**Set task:**
Reproduce the whole advice column below word for word.

**Document segment:**
::::::::::

Last night my mama beat my butt with a 

big wooden spoon. Should I call HRS?

Too Sore to Sit


Dear Sore,

First of all, HRS will take you out of the house 

and your mama will finally have some peace 

and quiet. Secondly, I'm sure you deserved it! 

And last, when you get home your butte will 

hurt even more than it did the first 

time around.

Mama


Dear Mama,

I offered to take my elderly neighbor around 

town to run a few errands. But I have no idea 

where she wants me to take her. I haven't 

lived in Tampa very long, but I thought I 

knew my way around. Can you tell me where 

Guolmar, Besbai, and El Pobli are?

Need a New Map


Dear Map,

You don't need a new map, you need a 

lesson in Spanglish. Guolmar is Wal-Mart, 

Besbai is Best Buy, and El Pobli is Publix. 

Just in case you offer to help her on a 

regular basis, Quemar is K-Mart, Guindici 

is Winn-Dixie, and Wagrin is Walgreen's. 

Mama


Dear Mama,

I was researching my family history at the 

public library and found my grandparent's 

listing in a city directory from the early 1900s. 

It listed my Nonno's name and his occupation, 

then my Nanna's name and her occupation ... stripper!

::::::::::

**Data section:**

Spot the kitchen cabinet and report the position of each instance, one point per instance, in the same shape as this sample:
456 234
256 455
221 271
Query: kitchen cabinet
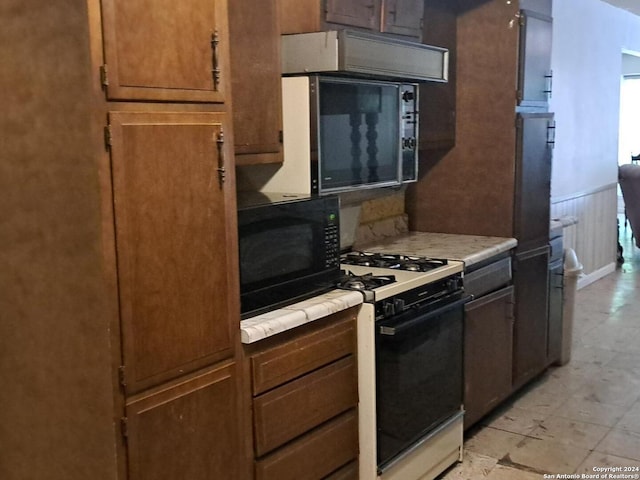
488 349
396 17
303 398
170 202
530 279
495 180
438 100
534 67
187 429
131 208
167 51
254 30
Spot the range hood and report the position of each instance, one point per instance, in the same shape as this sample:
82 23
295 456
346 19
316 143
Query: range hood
360 53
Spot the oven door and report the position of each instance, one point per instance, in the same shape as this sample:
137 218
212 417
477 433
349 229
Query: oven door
419 380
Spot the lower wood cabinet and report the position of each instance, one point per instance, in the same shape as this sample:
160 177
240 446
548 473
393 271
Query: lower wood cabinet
488 353
317 454
304 398
187 429
530 279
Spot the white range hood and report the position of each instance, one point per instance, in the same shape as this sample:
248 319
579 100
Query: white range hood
360 53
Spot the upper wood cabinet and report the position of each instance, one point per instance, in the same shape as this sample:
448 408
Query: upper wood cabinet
534 66
355 13
165 50
398 17
186 430
254 30
438 100
173 216
403 17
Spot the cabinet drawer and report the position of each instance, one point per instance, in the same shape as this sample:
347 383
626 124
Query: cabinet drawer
292 359
289 411
317 454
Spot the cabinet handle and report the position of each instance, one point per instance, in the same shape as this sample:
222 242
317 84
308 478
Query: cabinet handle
549 78
215 40
551 134
222 173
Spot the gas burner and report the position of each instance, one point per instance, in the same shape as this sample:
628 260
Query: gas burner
399 262
364 282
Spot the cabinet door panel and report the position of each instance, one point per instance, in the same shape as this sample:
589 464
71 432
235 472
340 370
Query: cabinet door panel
488 343
530 279
177 297
187 431
288 411
533 180
534 75
403 17
256 84
163 50
357 13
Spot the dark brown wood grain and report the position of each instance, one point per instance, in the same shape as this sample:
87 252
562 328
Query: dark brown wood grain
161 50
186 430
289 360
289 411
254 29
488 346
176 302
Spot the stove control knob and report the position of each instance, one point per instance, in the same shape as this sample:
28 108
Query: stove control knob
388 309
408 95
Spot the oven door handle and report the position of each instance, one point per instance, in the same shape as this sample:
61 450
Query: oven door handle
402 327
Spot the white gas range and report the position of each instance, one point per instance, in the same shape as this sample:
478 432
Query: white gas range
409 335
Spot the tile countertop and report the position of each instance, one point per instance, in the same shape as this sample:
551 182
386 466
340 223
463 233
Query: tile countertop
470 249
277 321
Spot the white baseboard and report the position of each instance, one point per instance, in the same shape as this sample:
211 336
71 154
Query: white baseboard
585 280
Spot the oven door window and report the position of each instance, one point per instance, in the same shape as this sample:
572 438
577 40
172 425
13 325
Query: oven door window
358 134
418 376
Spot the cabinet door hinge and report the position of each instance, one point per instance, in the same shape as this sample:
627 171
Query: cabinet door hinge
104 78
107 137
121 376
124 428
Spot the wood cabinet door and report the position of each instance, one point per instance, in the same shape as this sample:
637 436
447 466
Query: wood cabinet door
530 277
186 431
403 17
175 230
256 85
166 50
534 66
488 349
533 179
355 13
438 100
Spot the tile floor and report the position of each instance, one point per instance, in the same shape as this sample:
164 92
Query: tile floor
580 416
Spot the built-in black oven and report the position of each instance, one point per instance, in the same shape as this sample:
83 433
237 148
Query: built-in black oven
419 371
289 248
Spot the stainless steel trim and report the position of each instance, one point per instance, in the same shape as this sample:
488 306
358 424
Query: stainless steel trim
363 53
436 431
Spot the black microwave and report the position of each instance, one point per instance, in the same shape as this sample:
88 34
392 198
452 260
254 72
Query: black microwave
363 132
289 248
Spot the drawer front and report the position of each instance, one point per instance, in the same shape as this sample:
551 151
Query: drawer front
291 410
297 357
317 454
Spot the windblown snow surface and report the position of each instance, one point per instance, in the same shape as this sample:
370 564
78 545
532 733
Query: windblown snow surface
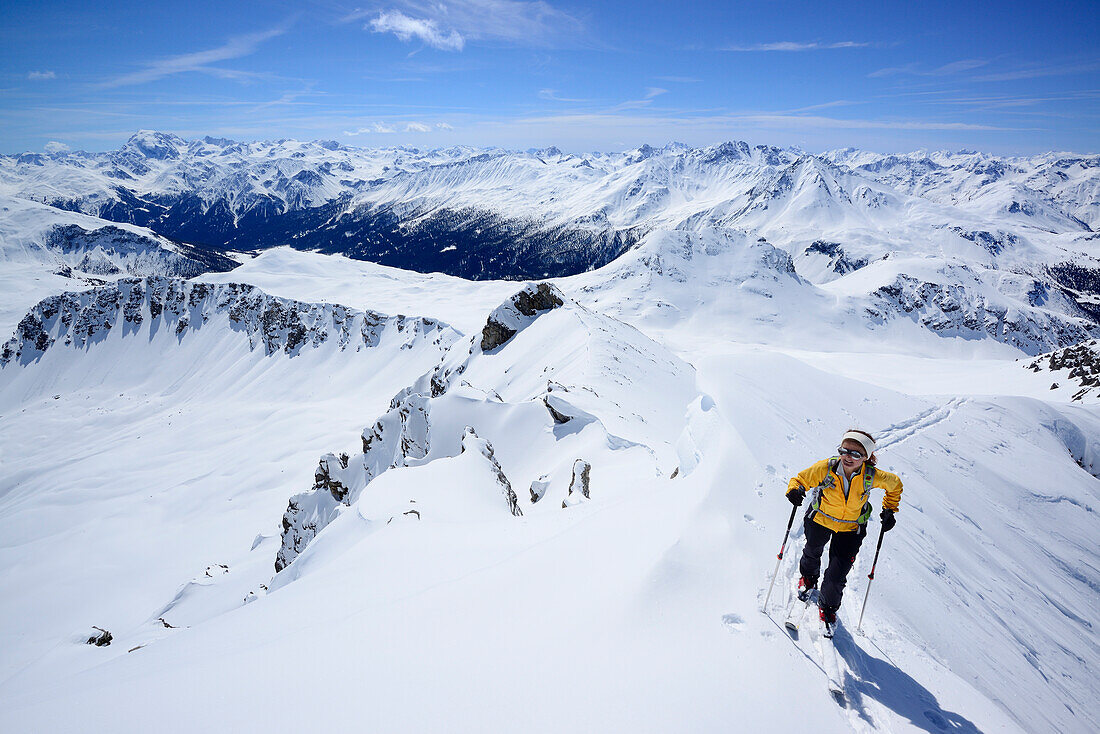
536 507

::::::::::

**Answer:**
Last night my mama beat my butt with a 

big wooden spoon. Should I call HRS?

Too Sore to Sit


Dear Sore,

First of all, HRS will take you out of the house 

and your mama will finally have some peace 

and quiet. Secondly, I'm sure you deserved it! 

And last, when you get home your butte will 

hurt even more than it did the first 

time around.

Mama


Dear Mama,

I offered to take my elderly neighbor around 

town to run a few errands. But I have no idea 

where she wants me to take her. I haven't 

lived in Tampa very long, but I thought I 

knew my way around. Can you tell me where 

Guolmar, Besbai, and El Pobli are?

Need a New Map


Dear Map,

You don't need a new map, you need a 

lesson in Spanglish. Guolmar is Wal-Mart, 

Besbai is Best Buy, and El Pobli is Publix. 

Just in case you offer to help her on a 

regular basis, Quemar is K-Mart, Guindici 

is Winn-Dixie, and Wagrin is Walgreen's. 

Mama


Dear Mama,

I was researching my family history at the 

public library and found my grandparent's 

listing in a city directory from the early 1900s. 

It listed my Nonno's name and his occupation, 

then my Nanna's name and her occupation ... stripper!